Items listed in a dataset
◆ ◆ ◆ ◆ ◆ ◆ ◆

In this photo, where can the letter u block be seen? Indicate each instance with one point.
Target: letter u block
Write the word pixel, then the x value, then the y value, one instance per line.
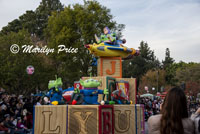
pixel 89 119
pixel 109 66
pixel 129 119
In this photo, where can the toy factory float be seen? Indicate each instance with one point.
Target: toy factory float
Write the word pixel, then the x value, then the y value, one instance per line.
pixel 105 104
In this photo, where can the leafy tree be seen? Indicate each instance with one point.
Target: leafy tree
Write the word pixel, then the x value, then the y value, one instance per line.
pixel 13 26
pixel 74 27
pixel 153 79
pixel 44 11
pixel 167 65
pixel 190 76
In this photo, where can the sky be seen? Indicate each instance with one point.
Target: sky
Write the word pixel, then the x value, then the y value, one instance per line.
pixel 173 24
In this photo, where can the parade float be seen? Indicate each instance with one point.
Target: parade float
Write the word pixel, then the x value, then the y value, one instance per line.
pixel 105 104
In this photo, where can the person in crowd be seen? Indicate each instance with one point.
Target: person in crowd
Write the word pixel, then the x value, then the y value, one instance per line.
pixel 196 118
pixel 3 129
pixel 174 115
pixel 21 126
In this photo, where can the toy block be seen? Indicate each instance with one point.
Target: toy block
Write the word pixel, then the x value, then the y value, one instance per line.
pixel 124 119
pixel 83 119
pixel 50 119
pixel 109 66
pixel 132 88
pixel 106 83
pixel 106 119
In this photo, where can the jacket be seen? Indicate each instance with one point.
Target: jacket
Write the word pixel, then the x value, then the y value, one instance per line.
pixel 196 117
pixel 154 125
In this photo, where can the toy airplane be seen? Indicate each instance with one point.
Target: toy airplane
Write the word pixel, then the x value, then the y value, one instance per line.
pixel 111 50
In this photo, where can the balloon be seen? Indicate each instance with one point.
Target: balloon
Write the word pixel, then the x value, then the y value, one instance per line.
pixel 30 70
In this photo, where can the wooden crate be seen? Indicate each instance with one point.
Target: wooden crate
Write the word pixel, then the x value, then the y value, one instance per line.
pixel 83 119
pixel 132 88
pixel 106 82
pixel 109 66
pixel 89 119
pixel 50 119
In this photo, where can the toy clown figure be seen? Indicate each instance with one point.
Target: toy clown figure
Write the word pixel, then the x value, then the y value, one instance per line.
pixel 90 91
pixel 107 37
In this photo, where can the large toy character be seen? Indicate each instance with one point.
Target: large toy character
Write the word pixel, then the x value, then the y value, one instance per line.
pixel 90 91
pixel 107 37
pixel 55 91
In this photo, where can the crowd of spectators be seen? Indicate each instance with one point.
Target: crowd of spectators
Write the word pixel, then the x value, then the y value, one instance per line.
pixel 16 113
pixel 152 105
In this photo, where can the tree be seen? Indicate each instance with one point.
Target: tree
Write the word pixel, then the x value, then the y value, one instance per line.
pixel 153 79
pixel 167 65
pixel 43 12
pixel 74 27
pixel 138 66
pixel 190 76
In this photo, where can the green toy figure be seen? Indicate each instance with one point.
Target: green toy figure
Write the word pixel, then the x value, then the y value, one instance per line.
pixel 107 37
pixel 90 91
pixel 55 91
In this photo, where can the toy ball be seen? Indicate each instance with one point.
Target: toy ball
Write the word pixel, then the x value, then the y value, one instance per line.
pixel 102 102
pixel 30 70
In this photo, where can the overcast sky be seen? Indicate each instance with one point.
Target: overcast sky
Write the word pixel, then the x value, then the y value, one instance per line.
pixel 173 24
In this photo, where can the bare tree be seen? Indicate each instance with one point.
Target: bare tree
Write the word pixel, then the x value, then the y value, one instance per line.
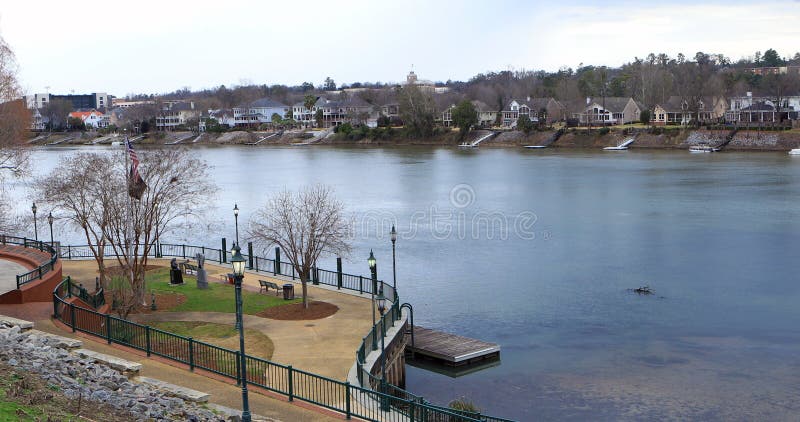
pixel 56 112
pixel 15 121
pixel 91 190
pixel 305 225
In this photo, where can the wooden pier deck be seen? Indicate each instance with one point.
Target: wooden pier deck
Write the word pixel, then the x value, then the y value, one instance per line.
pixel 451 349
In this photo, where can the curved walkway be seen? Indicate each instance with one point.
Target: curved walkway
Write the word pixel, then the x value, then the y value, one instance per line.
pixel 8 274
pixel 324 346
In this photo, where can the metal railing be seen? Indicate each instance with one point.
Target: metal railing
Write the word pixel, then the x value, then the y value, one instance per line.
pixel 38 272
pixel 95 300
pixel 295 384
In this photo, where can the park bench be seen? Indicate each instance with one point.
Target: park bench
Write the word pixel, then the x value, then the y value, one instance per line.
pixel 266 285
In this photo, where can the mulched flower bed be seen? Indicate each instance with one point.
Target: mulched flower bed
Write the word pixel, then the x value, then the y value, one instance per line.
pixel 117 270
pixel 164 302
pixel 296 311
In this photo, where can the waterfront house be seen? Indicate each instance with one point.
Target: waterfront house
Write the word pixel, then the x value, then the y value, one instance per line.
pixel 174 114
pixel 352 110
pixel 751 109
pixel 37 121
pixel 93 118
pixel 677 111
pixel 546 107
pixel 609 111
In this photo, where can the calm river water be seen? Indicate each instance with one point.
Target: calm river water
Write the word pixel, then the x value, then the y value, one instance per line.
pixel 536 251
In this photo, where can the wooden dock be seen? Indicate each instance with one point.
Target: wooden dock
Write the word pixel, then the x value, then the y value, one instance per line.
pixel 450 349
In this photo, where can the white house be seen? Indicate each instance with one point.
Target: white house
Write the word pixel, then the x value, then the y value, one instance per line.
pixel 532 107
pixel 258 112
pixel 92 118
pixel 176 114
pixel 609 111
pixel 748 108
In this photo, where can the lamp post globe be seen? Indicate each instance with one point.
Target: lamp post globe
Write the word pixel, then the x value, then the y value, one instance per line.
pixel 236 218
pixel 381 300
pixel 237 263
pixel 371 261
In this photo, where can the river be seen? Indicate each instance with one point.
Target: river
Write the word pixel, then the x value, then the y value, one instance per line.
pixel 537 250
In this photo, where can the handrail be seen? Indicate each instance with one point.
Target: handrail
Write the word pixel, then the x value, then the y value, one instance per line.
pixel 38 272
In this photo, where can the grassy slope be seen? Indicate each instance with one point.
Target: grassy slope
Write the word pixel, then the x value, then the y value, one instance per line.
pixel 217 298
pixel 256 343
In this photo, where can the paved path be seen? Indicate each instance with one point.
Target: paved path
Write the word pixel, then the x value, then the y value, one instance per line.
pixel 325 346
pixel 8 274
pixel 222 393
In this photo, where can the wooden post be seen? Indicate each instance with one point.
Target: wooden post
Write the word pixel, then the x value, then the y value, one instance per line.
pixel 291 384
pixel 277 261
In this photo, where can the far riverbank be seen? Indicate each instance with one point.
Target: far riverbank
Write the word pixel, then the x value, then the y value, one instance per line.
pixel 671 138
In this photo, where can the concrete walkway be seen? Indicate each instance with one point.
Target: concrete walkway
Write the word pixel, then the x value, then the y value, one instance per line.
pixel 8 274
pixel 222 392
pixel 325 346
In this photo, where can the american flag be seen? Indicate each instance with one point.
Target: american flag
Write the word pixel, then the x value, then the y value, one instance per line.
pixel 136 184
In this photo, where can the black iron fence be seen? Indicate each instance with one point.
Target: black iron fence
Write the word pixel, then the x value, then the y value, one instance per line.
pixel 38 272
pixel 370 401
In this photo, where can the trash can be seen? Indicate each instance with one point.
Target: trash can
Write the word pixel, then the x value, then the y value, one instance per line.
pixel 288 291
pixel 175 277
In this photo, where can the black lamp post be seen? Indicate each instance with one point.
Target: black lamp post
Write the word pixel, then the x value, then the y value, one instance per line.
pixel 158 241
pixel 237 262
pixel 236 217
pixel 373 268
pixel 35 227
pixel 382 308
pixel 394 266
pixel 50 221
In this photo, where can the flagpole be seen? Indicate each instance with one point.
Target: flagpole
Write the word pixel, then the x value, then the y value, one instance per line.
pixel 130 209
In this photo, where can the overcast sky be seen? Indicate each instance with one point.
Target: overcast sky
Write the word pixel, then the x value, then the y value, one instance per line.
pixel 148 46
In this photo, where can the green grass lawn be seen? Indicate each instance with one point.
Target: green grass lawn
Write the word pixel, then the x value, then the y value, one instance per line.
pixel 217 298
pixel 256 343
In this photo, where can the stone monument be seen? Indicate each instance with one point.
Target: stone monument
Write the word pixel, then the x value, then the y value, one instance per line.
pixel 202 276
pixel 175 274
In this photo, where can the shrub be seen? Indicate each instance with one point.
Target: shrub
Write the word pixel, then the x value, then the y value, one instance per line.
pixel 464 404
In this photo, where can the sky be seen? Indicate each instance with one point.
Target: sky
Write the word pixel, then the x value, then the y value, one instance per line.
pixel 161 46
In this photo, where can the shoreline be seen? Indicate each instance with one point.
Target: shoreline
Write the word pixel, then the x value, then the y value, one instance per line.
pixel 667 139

◆ ◆ ◆ ◆ ◆ ◆ ◆

Find the string "letter" in the data. Report each line it appears in.

* Output of the task:
In this photo, where can the letter u block be seen? Indicate each instance with one point.
Target: letter u block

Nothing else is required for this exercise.